The lines to copy are those in the records below that hold the word "instance".

> **Provided records**
---

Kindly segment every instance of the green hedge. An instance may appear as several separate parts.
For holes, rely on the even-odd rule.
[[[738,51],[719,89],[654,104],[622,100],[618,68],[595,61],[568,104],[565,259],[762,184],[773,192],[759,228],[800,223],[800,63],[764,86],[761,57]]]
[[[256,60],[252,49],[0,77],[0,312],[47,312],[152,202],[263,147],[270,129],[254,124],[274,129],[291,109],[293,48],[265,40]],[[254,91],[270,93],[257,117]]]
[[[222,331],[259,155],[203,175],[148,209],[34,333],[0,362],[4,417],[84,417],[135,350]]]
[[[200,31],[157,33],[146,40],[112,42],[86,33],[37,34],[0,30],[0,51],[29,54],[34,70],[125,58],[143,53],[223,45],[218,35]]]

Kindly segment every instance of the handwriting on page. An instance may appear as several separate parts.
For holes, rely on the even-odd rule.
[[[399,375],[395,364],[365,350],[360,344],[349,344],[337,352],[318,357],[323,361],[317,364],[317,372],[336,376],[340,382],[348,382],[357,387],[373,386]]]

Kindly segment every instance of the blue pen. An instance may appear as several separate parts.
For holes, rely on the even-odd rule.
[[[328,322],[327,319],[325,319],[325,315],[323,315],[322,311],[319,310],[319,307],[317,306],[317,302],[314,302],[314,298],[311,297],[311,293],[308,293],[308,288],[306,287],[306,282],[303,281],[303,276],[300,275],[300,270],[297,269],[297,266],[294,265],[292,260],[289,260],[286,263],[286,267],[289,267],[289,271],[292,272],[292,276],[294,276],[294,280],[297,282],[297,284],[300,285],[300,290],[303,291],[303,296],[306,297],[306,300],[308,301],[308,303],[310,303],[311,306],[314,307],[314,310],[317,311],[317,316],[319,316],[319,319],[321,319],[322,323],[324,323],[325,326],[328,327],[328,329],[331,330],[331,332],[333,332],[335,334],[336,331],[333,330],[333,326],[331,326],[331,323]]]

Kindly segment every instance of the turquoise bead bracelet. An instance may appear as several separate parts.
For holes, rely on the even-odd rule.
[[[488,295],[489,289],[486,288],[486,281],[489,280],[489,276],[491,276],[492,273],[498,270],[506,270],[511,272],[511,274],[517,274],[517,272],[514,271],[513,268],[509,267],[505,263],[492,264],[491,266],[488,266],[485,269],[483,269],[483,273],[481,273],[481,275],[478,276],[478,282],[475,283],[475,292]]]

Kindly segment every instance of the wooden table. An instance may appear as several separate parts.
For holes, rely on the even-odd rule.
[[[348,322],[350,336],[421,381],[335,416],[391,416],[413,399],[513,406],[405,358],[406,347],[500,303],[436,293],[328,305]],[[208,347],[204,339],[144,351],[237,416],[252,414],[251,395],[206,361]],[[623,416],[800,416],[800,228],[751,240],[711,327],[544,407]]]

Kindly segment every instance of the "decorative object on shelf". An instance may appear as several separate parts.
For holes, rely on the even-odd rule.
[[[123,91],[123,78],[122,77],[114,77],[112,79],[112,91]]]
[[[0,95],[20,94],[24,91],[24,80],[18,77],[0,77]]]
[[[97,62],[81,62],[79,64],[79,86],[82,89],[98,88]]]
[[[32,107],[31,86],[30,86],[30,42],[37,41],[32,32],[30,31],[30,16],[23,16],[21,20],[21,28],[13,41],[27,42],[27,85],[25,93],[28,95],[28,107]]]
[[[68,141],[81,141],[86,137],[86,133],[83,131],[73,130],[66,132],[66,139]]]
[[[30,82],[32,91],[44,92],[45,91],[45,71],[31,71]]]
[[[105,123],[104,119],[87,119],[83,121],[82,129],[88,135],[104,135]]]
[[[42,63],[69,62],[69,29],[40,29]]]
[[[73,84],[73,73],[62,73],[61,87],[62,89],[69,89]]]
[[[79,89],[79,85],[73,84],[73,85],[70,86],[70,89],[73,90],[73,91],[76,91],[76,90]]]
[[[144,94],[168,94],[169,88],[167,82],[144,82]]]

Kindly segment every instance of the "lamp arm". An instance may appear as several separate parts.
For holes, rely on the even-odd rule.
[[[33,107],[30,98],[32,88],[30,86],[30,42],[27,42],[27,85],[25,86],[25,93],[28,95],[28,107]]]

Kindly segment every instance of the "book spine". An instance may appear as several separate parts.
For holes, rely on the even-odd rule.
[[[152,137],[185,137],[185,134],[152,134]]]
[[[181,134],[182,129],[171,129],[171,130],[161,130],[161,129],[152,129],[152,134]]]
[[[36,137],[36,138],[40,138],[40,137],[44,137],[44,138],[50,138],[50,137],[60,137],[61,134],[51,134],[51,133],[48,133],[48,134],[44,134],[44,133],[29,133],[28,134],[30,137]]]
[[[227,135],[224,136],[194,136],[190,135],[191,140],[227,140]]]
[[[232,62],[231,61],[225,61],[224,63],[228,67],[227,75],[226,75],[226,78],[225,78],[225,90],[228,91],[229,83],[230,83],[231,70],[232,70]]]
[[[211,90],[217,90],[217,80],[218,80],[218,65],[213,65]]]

---

> **Problem solution**
Kindly segment every instance of the green hedge. An instance may appear as several separate parts.
Kindly segment every instance of the handwriting on page. An instance may appear as several separate parts.
Kindly segment every instance of the blue pen. An instance may appear as several separate parts.
Kindly segment every instance of the turquoise bead bracelet. An instance may appear as several separate parts.
Kindly segment every instance of the wooden table. An instance may appear as several separate parts.
Kindly segment every instance of the "decorative object on shelf". An instance may appear as several separate parts.
Kindly segment every instance of the "lamp arm". An instance may appear as several separate parts.
Kindly segment every instance of the "book spine". An instance may appear as several separate parts.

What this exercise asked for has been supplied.